### Objective
Echo the lines from the very first one up to and including the line with "[486,245,527,287]". Leave the pictures out of your answer.

### Provided material
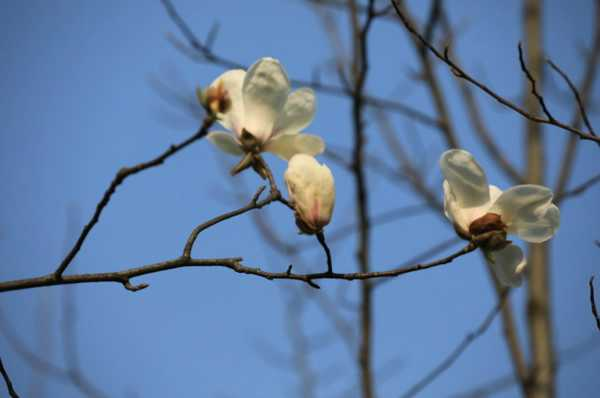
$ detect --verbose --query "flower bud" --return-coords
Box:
[284,154,335,234]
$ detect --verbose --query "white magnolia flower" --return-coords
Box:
[440,149,560,286]
[284,154,335,234]
[204,58,325,160]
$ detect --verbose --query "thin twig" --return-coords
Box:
[517,42,556,122]
[54,116,214,279]
[0,358,19,398]
[162,0,441,129]
[0,243,477,292]
[390,0,600,145]
[317,231,333,273]
[546,59,596,135]
[554,1,600,196]
[589,276,600,331]
[402,289,509,398]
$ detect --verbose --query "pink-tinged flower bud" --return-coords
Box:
[284,154,335,234]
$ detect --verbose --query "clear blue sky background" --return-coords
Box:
[0,0,600,397]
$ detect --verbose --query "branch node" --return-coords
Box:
[123,279,150,292]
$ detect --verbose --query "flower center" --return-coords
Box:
[469,213,510,250]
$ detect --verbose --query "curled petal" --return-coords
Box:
[206,131,244,156]
[444,180,502,232]
[490,184,560,243]
[273,87,316,135]
[207,69,246,137]
[485,245,527,287]
[264,134,325,160]
[440,149,490,207]
[242,58,290,143]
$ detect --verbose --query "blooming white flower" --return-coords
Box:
[284,154,335,234]
[204,58,325,160]
[440,149,560,286]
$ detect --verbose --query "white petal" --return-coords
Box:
[206,131,244,156]
[263,134,325,160]
[208,69,246,137]
[273,87,316,135]
[440,149,490,207]
[444,180,502,232]
[490,184,560,243]
[242,58,290,143]
[486,245,527,287]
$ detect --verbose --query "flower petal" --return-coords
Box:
[440,149,490,207]
[264,134,325,160]
[485,245,527,287]
[242,58,290,143]
[490,184,560,243]
[206,131,244,156]
[207,69,246,137]
[273,87,316,135]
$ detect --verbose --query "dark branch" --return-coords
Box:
[317,231,333,273]
[162,0,441,128]
[402,289,509,398]
[546,60,596,135]
[589,276,600,331]
[0,243,477,292]
[54,116,214,279]
[517,42,556,122]
[0,358,19,398]
[390,0,600,145]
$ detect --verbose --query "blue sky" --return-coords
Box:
[0,0,600,397]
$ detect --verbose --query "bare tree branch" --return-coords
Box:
[589,276,600,331]
[402,289,509,398]
[546,60,596,135]
[54,115,214,279]
[554,1,600,196]
[161,0,441,129]
[0,239,477,292]
[451,333,600,398]
[0,358,19,398]
[390,0,600,145]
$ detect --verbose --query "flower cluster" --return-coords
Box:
[200,58,560,286]
[201,58,335,234]
[440,149,560,286]
[203,58,325,160]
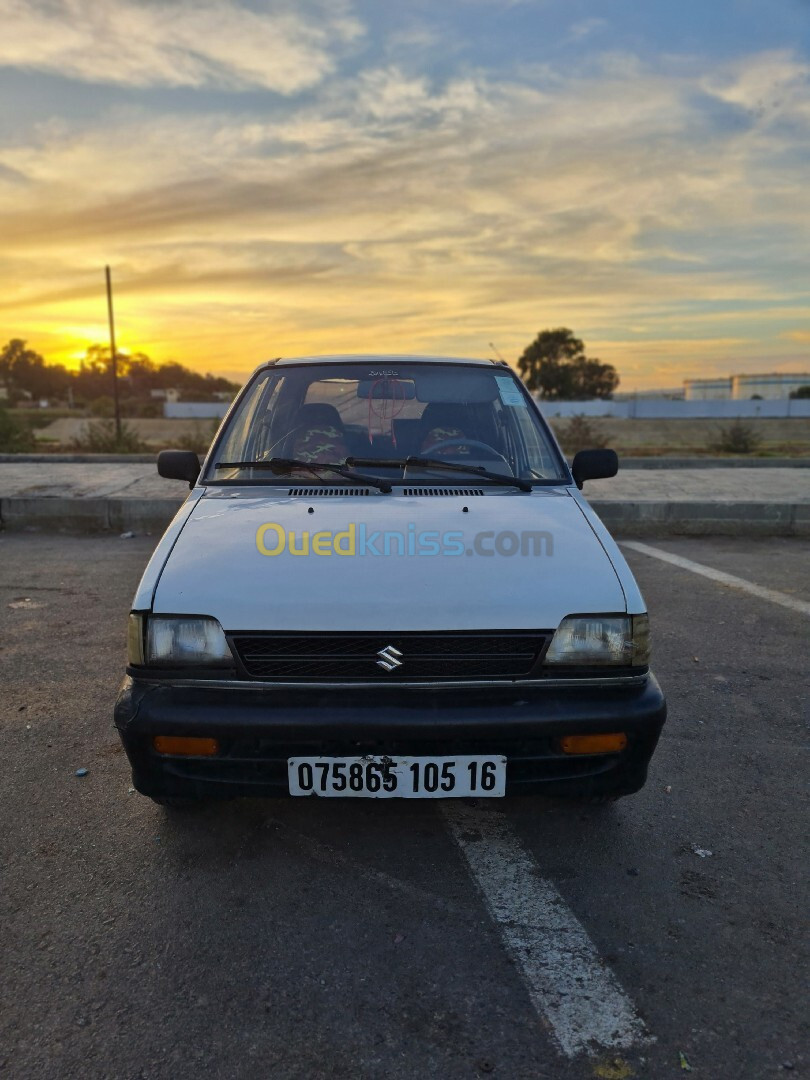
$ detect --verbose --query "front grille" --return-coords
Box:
[231,631,552,683]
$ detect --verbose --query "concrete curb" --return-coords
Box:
[0,497,810,539]
[0,497,183,534]
[591,499,810,539]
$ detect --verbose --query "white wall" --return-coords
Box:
[535,397,810,420]
[163,402,230,420]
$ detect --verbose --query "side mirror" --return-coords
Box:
[158,450,200,487]
[571,450,619,490]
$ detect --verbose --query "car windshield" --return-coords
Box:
[205,359,565,487]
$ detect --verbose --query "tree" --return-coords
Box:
[517,326,619,401]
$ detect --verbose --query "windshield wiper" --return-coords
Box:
[346,456,531,491]
[214,458,391,495]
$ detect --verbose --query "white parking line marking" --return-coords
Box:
[620,540,810,615]
[443,801,653,1057]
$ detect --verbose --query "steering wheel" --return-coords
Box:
[420,438,508,464]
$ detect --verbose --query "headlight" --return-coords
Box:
[544,615,650,667]
[146,616,233,667]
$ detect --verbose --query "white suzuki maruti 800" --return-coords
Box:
[116,356,666,804]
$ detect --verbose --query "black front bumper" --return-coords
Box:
[116,675,666,798]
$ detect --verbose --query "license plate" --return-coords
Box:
[287,754,507,799]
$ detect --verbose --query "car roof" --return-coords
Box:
[258,352,505,370]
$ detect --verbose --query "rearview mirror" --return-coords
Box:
[158,450,200,487]
[571,450,619,490]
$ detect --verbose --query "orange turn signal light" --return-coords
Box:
[152,735,219,757]
[559,731,627,754]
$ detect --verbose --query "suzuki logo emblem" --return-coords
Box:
[377,645,402,672]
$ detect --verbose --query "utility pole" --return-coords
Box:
[104,267,121,442]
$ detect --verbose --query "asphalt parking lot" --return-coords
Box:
[0,534,810,1080]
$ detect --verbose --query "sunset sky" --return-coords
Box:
[0,0,810,390]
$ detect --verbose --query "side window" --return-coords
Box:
[212,374,283,461]
[514,407,558,476]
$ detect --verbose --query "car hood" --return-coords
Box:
[153,488,626,631]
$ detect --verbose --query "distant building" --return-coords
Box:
[684,375,731,402]
[731,374,810,402]
[684,373,810,402]
[612,387,684,402]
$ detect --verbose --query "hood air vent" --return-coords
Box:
[287,484,372,499]
[402,487,484,498]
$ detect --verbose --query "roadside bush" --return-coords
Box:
[70,420,149,454]
[0,408,36,454]
[557,413,610,457]
[172,420,219,454]
[710,420,762,454]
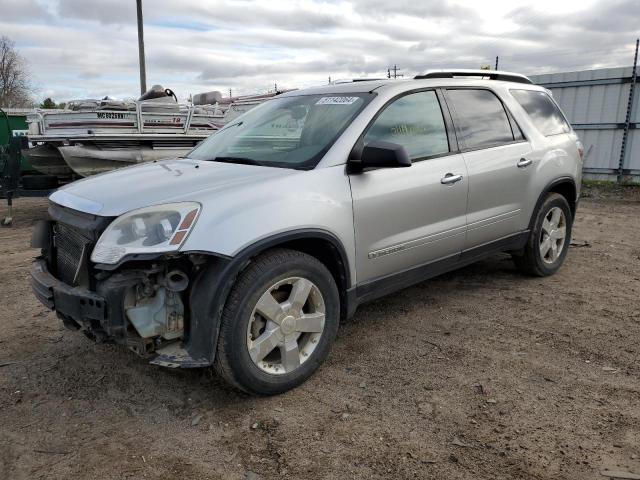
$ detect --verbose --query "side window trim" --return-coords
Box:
[442,86,529,153]
[349,87,460,163]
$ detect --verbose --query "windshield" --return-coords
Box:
[187,93,373,169]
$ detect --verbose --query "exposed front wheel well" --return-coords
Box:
[260,237,350,319]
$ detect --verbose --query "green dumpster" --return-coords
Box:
[0,108,34,172]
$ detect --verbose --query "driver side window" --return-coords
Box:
[364,91,449,161]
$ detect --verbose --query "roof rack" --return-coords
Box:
[329,78,386,85]
[413,69,533,84]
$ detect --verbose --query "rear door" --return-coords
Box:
[446,88,534,250]
[350,90,468,283]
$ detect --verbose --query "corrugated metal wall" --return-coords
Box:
[529,67,640,181]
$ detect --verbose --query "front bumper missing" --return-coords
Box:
[31,258,107,325]
[31,258,211,368]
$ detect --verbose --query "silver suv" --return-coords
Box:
[32,70,582,394]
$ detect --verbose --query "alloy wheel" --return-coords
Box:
[247,277,325,375]
[540,207,567,264]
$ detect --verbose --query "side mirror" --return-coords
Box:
[353,141,411,170]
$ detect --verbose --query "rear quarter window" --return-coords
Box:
[447,88,522,150]
[511,90,571,136]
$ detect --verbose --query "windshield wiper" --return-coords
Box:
[210,157,264,166]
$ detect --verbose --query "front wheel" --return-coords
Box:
[513,193,573,277]
[216,249,340,395]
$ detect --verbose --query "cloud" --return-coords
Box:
[0,0,640,101]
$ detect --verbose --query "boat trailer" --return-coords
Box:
[0,137,55,226]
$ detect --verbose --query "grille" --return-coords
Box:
[55,223,91,286]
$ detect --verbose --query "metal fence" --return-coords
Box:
[529,67,640,182]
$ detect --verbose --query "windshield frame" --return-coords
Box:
[184,91,377,170]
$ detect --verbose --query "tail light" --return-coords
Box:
[576,140,584,161]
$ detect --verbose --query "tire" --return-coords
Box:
[21,175,58,190]
[215,249,340,395]
[512,193,573,277]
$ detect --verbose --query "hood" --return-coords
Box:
[49,158,299,217]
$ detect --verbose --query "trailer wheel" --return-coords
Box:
[21,175,58,190]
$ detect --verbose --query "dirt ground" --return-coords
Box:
[0,189,640,480]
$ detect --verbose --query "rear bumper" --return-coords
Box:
[31,258,107,325]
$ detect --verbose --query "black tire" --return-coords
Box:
[21,175,58,190]
[512,193,573,277]
[215,249,340,395]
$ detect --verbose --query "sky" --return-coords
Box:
[0,0,640,102]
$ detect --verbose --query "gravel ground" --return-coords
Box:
[0,189,640,480]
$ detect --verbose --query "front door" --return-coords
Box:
[350,90,468,284]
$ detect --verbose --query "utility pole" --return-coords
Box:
[618,39,640,183]
[387,65,404,78]
[136,0,147,95]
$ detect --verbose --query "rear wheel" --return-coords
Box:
[216,249,340,395]
[513,193,573,277]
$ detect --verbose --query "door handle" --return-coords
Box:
[518,158,533,168]
[440,173,462,185]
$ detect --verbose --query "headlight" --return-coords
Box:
[91,202,200,264]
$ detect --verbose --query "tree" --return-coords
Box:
[40,97,58,109]
[0,35,32,108]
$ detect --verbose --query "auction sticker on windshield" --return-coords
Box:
[316,97,359,105]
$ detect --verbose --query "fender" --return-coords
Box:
[178,229,351,368]
[529,176,578,231]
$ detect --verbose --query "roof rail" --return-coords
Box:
[413,69,533,84]
[329,78,386,85]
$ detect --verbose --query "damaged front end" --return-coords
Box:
[32,203,222,368]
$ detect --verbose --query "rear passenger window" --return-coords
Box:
[364,91,449,160]
[511,90,571,136]
[447,89,522,149]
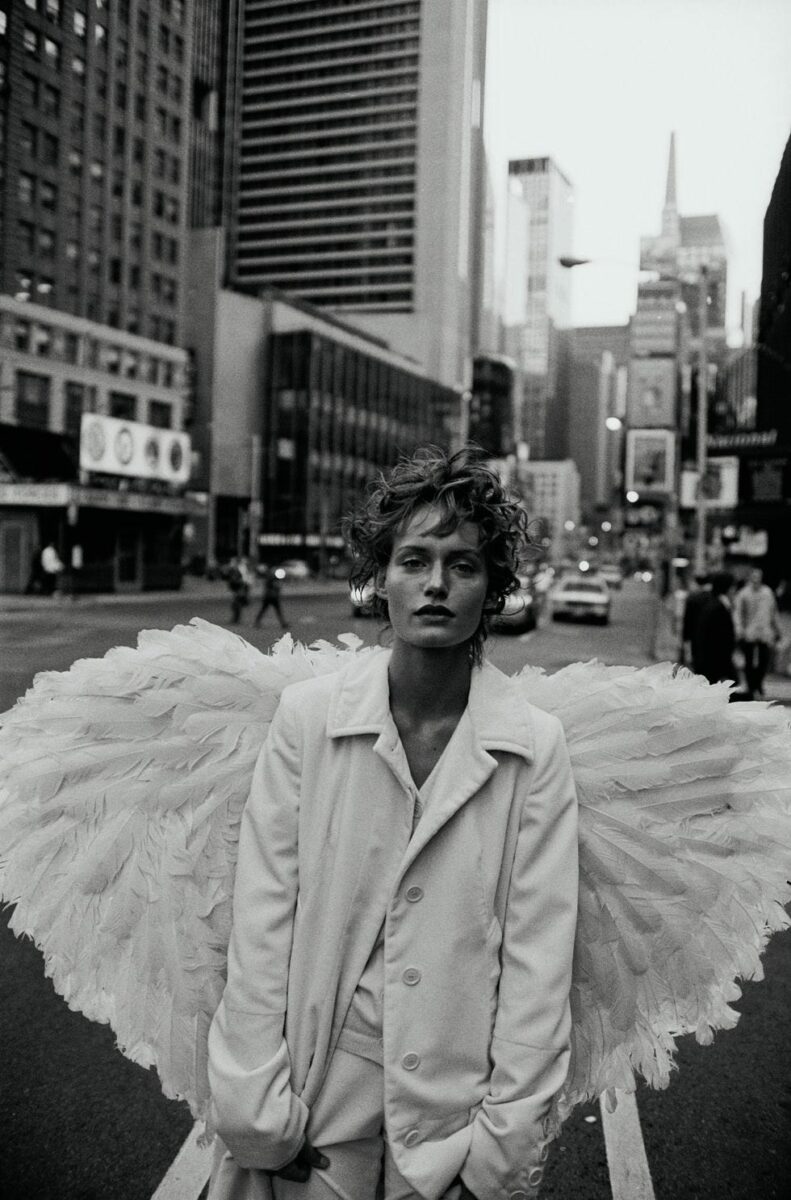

### Output of the exercise
$ detect --verbose --query "flower bud" --return-coords
Box:
[284,154,335,234]
$ detect --verbose --query "white magnolia flower" --return-coords
Box:
[440,149,560,286]
[284,154,335,234]
[204,58,325,160]
$ detect --verbose --query "thin twig" --return-coords
Box:
[517,42,556,122]
[54,116,214,279]
[0,358,19,398]
[162,0,441,129]
[0,243,477,292]
[390,0,600,145]
[317,231,333,273]
[546,59,596,135]
[554,1,600,196]
[589,276,600,331]
[402,289,509,398]
$ detect --verbose --query "pink-tinged flower bud" --return-coords
Box:
[284,154,335,234]
$ detect --verbose --query "clear blue sky background" --return-coords
Box:
[0,0,600,397]
$ detect --verbose --query "branch node" --return-coords
Box:
[123,279,150,292]
$ detect --verbose --query "flower center" --return-coords
Box:
[469,213,510,250]
$ detect --verbose --query "curled petal" --return-coords
Box:
[206,131,244,156]
[444,180,502,232]
[490,184,560,243]
[273,87,316,135]
[207,69,246,137]
[485,245,527,287]
[264,134,325,160]
[440,149,490,207]
[242,58,290,143]
$ detect --verbose --query "blooming white flower" --return-coords
Box:
[284,154,335,234]
[204,58,325,160]
[440,149,560,286]
$ detect --verbose --query "white petal" --return-coords
Box:
[206,131,244,156]
[263,134,325,160]
[208,69,246,137]
[273,87,316,135]
[440,149,490,207]
[444,180,502,232]
[490,184,560,243]
[242,58,290,143]
[486,245,527,287]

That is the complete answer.